#### Required work
Go through the entries below and tally the lines holding "grass"; please reply with the number only.
(Supplied data begins)
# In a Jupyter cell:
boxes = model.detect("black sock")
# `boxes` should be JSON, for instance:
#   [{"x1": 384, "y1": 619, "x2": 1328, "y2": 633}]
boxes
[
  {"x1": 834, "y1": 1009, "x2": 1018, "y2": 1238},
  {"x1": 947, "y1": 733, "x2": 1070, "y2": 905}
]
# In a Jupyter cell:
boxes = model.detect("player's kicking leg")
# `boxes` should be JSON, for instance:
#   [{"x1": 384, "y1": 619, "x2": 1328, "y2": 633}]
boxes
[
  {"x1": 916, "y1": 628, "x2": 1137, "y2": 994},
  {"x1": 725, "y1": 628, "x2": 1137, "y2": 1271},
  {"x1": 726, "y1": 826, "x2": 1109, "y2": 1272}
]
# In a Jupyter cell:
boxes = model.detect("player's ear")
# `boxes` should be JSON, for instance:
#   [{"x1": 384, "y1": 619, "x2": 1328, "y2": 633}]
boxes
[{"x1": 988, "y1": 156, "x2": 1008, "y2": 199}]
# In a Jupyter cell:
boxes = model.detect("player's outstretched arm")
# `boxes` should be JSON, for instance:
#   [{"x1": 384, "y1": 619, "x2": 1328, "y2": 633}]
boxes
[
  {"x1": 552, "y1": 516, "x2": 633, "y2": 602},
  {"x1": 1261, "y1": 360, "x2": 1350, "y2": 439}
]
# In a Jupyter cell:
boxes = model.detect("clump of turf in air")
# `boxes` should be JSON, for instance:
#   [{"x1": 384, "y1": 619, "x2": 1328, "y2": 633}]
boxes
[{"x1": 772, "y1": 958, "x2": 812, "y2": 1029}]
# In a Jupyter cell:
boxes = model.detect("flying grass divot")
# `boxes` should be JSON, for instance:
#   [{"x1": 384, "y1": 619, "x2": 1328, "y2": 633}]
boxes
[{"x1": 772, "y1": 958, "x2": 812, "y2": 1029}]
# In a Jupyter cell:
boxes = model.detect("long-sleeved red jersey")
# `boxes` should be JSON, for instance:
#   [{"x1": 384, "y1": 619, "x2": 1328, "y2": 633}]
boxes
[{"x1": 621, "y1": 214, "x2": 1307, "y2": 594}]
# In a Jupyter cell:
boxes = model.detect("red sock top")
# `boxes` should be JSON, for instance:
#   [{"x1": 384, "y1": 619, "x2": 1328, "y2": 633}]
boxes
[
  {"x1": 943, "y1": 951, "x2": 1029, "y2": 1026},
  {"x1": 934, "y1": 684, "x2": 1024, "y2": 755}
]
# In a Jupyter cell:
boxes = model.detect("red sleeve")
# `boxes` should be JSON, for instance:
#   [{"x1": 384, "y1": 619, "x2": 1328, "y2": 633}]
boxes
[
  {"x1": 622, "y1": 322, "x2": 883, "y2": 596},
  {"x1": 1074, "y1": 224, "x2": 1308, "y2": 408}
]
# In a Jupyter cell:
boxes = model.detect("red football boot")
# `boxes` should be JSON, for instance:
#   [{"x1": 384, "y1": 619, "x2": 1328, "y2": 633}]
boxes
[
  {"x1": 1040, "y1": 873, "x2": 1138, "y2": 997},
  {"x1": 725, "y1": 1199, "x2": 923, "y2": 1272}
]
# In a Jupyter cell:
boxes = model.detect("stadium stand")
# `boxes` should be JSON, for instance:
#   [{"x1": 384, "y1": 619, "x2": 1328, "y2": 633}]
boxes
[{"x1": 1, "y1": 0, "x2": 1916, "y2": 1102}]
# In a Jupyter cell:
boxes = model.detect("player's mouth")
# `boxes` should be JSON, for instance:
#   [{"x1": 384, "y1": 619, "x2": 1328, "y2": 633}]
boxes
(Supplied data ends)
(Supplied data begins)
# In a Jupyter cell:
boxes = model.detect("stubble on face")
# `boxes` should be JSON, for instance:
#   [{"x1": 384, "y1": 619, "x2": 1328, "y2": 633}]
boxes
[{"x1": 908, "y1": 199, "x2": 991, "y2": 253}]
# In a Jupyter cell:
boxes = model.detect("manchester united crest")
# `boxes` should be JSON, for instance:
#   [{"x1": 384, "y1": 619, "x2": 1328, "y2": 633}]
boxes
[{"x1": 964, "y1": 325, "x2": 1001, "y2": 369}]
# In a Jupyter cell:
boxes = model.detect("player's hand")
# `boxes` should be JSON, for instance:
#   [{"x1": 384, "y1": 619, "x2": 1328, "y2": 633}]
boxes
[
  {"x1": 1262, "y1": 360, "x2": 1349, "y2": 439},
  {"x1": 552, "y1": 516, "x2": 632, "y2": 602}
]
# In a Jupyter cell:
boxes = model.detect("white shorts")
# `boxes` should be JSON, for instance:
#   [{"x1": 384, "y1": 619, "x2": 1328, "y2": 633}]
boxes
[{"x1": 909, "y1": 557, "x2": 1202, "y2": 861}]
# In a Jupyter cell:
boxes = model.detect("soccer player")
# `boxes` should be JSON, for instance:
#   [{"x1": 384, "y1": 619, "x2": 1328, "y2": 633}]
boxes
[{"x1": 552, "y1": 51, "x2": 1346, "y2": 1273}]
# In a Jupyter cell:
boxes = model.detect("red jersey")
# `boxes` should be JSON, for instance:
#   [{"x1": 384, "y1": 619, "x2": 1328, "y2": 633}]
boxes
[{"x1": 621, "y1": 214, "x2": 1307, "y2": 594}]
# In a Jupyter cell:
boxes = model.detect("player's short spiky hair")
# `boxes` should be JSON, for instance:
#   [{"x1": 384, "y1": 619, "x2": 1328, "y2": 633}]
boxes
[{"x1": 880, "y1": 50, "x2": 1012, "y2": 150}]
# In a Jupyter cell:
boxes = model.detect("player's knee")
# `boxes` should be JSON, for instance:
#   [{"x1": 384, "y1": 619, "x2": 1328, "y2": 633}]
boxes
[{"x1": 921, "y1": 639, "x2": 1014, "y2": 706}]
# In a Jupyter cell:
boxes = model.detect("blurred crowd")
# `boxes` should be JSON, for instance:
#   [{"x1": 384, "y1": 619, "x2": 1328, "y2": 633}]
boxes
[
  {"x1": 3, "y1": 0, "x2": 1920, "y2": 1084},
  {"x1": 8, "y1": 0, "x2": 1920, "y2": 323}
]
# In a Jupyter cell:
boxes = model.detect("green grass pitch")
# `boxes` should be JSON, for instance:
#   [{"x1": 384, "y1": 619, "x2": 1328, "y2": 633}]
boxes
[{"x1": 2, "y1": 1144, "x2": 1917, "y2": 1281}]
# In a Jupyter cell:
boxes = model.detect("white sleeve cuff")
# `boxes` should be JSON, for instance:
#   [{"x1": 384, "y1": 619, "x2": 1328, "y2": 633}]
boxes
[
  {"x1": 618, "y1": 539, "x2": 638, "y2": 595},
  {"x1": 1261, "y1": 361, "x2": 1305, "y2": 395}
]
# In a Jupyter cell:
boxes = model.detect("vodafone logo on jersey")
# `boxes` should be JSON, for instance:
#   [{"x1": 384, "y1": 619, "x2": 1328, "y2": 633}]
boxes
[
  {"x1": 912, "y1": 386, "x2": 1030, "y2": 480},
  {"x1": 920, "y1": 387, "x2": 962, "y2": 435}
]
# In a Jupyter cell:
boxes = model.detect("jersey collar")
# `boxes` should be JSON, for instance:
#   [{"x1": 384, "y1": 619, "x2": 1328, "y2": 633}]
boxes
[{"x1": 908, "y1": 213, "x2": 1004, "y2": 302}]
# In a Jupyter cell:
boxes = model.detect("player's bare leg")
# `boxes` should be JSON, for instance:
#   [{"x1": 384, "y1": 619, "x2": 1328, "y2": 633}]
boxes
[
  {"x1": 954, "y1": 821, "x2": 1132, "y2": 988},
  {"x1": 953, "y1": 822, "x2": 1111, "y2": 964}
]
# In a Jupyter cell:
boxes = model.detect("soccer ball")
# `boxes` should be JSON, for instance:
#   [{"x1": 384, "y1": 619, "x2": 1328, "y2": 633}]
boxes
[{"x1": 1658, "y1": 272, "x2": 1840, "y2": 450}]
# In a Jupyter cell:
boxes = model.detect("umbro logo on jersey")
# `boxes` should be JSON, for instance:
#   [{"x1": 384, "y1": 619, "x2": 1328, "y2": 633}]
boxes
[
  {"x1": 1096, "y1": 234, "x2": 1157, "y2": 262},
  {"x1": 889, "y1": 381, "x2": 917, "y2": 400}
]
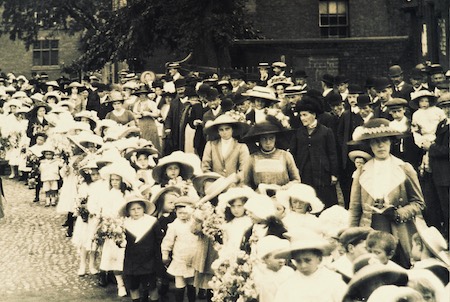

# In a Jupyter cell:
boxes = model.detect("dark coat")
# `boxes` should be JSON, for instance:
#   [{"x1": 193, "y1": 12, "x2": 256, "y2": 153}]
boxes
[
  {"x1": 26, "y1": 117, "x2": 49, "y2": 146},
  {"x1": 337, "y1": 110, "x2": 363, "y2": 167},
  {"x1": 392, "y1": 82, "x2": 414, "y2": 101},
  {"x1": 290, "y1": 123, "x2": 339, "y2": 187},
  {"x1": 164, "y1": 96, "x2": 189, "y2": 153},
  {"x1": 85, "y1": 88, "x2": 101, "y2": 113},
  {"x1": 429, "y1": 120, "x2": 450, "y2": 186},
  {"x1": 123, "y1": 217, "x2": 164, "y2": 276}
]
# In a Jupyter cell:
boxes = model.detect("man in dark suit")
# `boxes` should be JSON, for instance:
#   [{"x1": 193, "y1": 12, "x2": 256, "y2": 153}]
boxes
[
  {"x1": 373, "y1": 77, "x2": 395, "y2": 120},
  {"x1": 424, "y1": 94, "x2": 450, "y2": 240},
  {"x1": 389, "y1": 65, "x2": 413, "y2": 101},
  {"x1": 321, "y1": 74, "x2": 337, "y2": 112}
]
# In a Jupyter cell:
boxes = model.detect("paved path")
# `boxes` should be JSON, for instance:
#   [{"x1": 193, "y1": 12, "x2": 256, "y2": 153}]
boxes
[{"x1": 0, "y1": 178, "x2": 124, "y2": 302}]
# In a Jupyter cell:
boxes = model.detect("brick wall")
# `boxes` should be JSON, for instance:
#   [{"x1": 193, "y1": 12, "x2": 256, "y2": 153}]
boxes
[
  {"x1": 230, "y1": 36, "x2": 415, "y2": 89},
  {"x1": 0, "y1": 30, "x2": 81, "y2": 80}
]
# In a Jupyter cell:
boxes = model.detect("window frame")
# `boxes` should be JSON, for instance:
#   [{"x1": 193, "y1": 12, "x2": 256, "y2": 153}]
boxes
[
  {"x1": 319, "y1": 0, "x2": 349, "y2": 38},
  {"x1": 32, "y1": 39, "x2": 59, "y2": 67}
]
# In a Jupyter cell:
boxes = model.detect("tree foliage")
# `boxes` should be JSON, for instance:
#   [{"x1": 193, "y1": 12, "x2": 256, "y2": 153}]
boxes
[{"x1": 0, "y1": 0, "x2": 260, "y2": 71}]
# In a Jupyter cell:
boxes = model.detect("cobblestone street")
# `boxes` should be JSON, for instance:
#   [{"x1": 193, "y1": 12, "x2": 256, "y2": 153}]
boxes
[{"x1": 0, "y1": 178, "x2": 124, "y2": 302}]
(Supplied data ends)
#### Task result
2